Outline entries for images
○ ○ ○ ○ ○

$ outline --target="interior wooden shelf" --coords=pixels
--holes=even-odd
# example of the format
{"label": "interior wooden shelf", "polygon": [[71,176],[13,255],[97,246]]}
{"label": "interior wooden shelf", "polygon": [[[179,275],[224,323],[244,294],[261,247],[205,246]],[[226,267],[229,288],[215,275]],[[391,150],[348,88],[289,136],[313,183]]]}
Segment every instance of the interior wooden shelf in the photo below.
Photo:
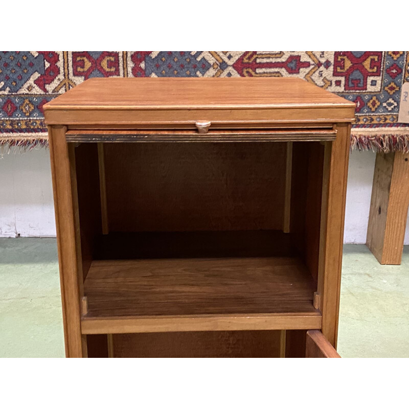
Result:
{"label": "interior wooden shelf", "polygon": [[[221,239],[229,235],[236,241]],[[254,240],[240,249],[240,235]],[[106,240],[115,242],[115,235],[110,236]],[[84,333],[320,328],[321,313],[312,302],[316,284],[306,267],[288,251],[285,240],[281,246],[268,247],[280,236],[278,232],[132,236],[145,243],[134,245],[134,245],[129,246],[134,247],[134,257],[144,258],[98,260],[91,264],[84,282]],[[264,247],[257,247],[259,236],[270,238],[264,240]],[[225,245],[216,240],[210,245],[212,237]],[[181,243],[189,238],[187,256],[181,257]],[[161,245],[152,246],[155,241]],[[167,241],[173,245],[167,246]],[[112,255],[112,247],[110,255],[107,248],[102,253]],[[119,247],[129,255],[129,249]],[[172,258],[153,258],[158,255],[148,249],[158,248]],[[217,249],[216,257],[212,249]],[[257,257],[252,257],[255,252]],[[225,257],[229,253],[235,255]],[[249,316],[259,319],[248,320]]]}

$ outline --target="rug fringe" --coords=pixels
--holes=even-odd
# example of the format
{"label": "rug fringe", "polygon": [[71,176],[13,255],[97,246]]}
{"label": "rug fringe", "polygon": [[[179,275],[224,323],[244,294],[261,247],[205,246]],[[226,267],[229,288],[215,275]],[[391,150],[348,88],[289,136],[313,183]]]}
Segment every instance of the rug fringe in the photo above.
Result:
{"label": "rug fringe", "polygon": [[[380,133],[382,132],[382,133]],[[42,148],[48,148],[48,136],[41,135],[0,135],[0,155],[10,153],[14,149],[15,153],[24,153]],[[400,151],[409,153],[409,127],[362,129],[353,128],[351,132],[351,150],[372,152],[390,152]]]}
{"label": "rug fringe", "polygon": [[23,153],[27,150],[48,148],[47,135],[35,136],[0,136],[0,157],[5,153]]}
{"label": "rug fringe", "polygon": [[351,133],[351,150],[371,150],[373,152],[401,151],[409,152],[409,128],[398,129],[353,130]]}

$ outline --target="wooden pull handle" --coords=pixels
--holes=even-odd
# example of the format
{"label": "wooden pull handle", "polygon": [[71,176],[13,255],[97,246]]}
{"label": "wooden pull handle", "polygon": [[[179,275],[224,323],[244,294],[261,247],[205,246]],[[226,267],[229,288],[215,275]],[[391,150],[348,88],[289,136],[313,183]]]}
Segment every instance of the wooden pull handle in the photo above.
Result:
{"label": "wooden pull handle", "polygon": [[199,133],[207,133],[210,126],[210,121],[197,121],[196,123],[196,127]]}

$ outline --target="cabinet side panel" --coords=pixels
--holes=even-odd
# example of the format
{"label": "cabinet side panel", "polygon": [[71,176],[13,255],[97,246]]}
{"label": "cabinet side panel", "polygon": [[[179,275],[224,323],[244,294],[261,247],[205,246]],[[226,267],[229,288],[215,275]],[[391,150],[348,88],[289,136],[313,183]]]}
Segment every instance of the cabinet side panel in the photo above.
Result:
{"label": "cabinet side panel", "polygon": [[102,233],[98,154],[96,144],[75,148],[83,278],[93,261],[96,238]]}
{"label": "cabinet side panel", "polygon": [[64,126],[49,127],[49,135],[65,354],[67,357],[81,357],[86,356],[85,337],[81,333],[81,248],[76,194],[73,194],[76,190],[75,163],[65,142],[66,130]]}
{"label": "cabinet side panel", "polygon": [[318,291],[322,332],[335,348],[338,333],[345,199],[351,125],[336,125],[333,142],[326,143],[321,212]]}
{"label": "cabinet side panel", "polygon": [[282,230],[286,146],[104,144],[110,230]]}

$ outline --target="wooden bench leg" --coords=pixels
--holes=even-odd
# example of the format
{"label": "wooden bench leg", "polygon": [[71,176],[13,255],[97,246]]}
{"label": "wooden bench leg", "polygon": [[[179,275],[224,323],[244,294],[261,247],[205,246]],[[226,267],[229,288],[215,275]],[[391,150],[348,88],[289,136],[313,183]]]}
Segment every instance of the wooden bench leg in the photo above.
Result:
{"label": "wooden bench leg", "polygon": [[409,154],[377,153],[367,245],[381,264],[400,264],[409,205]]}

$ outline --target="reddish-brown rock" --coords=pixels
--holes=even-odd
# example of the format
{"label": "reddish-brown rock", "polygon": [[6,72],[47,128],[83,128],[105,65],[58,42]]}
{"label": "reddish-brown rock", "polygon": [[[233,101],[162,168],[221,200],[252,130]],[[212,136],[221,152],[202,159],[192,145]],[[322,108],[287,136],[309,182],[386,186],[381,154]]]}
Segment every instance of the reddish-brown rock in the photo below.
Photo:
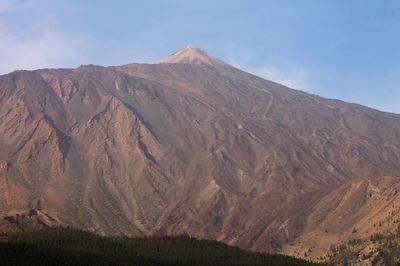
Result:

○ ○ ○ ○ ○

- [Goal]:
Count the lines in the listing above that contain the string "panel", treating uppercase and lowercase as different. Reply with the number only.

- [Written answer]:
8